■ **Job 1**: In the design overview, which existing operator is the Percona Operator for PostgreSQL based on?
■ **Job 2**: Using the design overview, explain why the Operator uses node affinity when running PostgreSQL Cluster instances.

Design overview¶

The Percona Operator for PostgreSQL automates and simplifies deploying and managing open source PostgreSQL clusters on Kubernetes. The Operator is based on CrunchyData’s PostgreSQL Operator.

PostgreSQL containers deployed with the Operator include the following components:

The PostgreSQL database management system, including:
- PostgreSQL Additional Supplied Modules,
- pgAudit PostgreSQL auditing extension,
- PostgreSQL set_user Extension Module,
- wal2json output plugin,
The pgBackRest Backup & Restore utility,
The pgBouncer connection pooler for PostgreSQL,
The PostgreSQL high-availability implementation based on the Patroni template,
the pg_stat_monitor PostgreSQL Query Performance Monitoring utility,
LLVM (for JIT compilation).

To provide high availability the Operator involves node affinity to run PostgreSQL Cluster instances on separate worker nodes if possible. If some node fails, the Pod with it is automatically re-created on another node.

To provide data storage for stateful applications, Kubernetes uses Persistent Volumes. A PersistentVolumeClaim (PVC) is used to implement the automatic storage provisioning to pods. If a failure occurs, the Container Storage Interface (CSI) should be able to re-mount storage on a different node.

The Operator functionality extends the Kubernetes API with Custom Resources Definitions. These CRDs provide extensions to the Kubernetes API, and, in the case of the Operator, allow you to perform actions such as creating a PostgreSQL Cluster, updating PostgreSQL Cluster resource allocations, adding additional utilities to a PostgreSQL cluster, e.g. pgBouncer for connection pooling and more.

When a new Custom Resource is created or an existing one undergoes some changes or deletion, the Operator automatically creates/changes/deletes all needed Kubernetes objects with the appropriate settings to provide a proper Percona PostgreSQL Cluster operation.

Following CRDs are created while the Operator installation:

pgclusters stores information required to manage a PostgreSQL cluster. This includes things like the cluster name, what storage and resource classes to use, which version of PostgreSQL to run, information about how to maintain a high-availability cluster, etc.
pgreplicas stores information required to manage the replicas within a PostgreSQL cluster. This includes things like the number of replicas, what storage and resource classes to use, special affinity rules, etc.
pgtasks is a general purpose CRD that accepts a type of task that is needed to run against a cluster (e.g. take a backup) and tracks the state of said task through its workflow.

Last update: 2025-07-18

■ **Data excerpts**:
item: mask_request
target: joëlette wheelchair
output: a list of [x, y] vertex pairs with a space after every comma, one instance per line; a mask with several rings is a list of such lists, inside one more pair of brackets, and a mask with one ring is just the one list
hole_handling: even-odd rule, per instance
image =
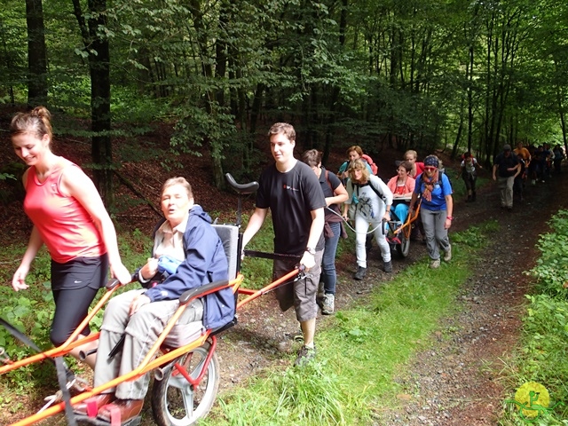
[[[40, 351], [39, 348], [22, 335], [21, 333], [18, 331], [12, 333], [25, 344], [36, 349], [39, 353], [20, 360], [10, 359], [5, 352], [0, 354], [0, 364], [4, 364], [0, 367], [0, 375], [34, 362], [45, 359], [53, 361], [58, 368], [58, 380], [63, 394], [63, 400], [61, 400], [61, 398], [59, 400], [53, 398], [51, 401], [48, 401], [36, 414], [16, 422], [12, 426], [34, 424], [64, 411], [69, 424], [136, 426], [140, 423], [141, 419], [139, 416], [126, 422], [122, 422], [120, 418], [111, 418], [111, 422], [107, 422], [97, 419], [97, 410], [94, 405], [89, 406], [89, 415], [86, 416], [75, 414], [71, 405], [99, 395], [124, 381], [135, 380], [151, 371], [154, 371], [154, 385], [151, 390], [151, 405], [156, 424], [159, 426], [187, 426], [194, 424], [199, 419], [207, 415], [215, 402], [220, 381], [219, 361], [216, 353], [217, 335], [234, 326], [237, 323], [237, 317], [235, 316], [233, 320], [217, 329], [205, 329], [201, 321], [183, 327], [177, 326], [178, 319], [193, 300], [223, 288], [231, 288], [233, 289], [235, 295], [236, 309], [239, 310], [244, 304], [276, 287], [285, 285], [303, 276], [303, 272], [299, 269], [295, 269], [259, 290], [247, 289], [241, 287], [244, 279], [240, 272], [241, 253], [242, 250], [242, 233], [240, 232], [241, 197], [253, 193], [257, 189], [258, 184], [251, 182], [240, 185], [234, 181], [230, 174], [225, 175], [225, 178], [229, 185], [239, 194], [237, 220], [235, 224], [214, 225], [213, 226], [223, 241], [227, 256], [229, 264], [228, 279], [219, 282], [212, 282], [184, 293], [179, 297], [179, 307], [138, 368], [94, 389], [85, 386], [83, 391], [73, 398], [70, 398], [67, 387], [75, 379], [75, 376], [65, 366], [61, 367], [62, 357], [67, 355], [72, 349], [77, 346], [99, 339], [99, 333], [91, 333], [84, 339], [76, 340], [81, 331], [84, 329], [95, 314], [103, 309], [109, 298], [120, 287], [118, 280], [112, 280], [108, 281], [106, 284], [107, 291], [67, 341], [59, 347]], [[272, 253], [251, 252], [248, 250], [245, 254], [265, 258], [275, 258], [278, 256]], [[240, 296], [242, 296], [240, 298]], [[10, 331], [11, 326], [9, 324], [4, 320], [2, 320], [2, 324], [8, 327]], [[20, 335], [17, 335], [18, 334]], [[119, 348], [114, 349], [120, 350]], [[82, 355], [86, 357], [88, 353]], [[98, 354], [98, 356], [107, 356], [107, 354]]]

---

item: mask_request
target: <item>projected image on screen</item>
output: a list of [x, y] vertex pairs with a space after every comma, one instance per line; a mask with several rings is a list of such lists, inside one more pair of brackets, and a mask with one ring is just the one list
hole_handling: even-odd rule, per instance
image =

■ **Correct result 1**: CrunchyData's PostgreSQL Operator.

■ **Correct result 2**: Node affinity provides high availability by running PostgreSQL Cluster instances on separate worker nodes when possible. If a node fails, the Pod on it is automatically re-created on another node.